EXERCISE INSTRUCTIONS ::
1. Summarize the darcs-devel message on the rebase implementation in two sentences.
2. Write what comes next in the darcs-devel message on the rebase implementation, picking up after its final question.

GIVEN PASSAGE ::
§ §
[darcs-devel] Rebase implementation: patch vs. repo level
Ben Franksen
ben.franksen at online.de
Thu Jul 2 21:02:03 UTC 2015
Hi Ganesh
a while ago we talked about the rebase implementation. You mentioned that
rebase should have been implemented on the repo level (but was not for
various practical reasons). I was thinking about this a few days ago when I
noted that a rebased patch always looses its identity, i.e. gets amended,
even if it's just suspend + immediate unsuspend.
Which makes rebase a bit less useful than it could be. I am now using
obliterate -O / apply if I just want to temporarily remove changes without
amending them. A repo-level implementation could be better in this regard,
making rebase suspend/unsuspend the tool of choice for operations that
_potentially_ rebase a number of patches.
A cool feature that could come out of this: when a rebase is in progress and
I pull or record changes that might force a later unsuspend to amend
patches, darcs could warn me that this is the case and ask if I want to
unsuspend the affected patches first to avoid that.
Now to a related question:
Am I right that implementing rebase on the repo level would mean adding yet
another phantom type to Repository, something like
data Repository (p :: * -> * -> *)
wRecordedstate wUnrecordedstate wTentativestate wRebasestate
? Or do we need two new states in order to also represent the "fixup" needed
to adapt the rebase patches to new records or pulls (or even just
modifications of the working tree, not sure if that is needed). And the list
of patches that makes up the rebase state, where would it start? At the
wTentativestate or at wUnrecordedstate or even at wRecordedstate?
§ §
DATASET CONTENT ::
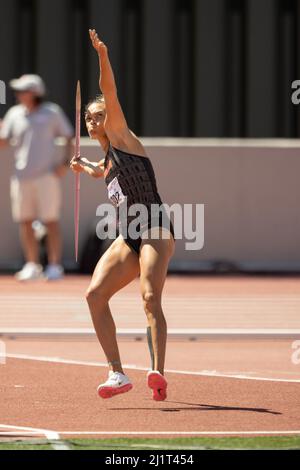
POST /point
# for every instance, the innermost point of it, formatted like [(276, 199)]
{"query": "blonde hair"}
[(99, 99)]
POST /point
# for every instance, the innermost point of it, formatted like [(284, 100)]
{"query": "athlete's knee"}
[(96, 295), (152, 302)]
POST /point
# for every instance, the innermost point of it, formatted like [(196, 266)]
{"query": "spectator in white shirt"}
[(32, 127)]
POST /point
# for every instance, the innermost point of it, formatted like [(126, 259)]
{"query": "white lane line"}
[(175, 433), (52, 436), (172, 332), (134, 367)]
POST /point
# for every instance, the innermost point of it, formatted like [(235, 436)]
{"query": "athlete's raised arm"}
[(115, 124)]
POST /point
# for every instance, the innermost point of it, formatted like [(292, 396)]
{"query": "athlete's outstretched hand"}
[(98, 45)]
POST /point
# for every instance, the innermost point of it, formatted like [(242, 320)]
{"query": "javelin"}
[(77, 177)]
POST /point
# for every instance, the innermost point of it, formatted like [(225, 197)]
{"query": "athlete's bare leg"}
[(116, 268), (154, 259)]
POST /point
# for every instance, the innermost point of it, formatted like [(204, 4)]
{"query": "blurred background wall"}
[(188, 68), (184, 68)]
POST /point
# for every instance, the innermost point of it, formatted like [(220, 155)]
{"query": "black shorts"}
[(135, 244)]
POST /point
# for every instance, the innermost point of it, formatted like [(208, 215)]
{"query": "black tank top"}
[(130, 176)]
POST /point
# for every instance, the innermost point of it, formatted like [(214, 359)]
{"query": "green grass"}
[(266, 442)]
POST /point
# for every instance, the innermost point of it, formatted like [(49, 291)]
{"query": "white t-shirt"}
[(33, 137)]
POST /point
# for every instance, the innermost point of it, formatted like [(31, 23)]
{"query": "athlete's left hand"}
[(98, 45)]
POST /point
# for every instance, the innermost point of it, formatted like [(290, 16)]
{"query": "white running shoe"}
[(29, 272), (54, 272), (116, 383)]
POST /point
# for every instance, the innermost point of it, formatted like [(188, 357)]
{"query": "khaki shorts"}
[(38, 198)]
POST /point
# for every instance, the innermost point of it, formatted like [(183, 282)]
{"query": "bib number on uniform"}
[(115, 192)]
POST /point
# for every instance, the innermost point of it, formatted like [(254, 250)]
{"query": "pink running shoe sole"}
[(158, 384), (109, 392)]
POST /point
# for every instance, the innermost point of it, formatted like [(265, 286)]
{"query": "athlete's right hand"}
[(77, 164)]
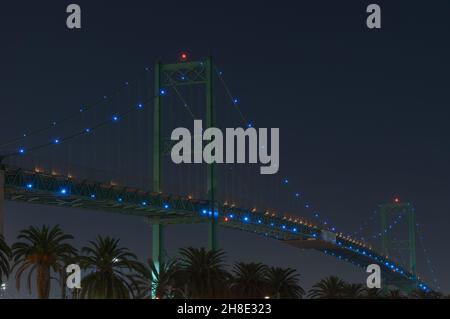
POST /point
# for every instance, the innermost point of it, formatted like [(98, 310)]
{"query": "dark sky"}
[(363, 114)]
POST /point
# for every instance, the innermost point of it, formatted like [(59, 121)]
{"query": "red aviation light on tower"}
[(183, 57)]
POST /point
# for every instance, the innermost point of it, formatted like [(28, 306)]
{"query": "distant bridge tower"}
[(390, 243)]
§ §
RESPONSES FOR EACH TASK ::
1. The writer recalls that rebase should have been implemented at the repository level and notes that a rebased patch always gets amended, even after a suspend followed immediately by an unsuspend, so obliterate -O and apply are used instead to remove changes temporarily without amending them. A repo-level implementation might do better and could warn, during a rebase, when pulling or recording changes would force a later unsuspend to amend patches; the writer then asks whether this would mean adding another phantom type to Repository or two new states, and where the list of patches making up the rebase state would start.

2.
I have no concrete plans to (re-)implement rebase on the repo level; rather
trying to understand the issues involved and get a better feel for what the
witnesses on the Repository type really mean.
One thing I do not understand about the Repository witnesses: I may have a
wrong understanding of what "tentative" means, but judging from the comment
-- the recorded state of the repository (i.e. what darcs get would
retrieve),
-- the unrecorded state (what's in the working directory now),
-- and the tentative state, which represents work in progress that will
-- eventually become the new recorded state unless something goes wrong.
shouldn't wUnrecordedstate and wTentativestate always be equal whenever we
start executing a command and be again equal when we finish with it? And if
yes, could we perhaps express this more directly in the types of the
functions involved?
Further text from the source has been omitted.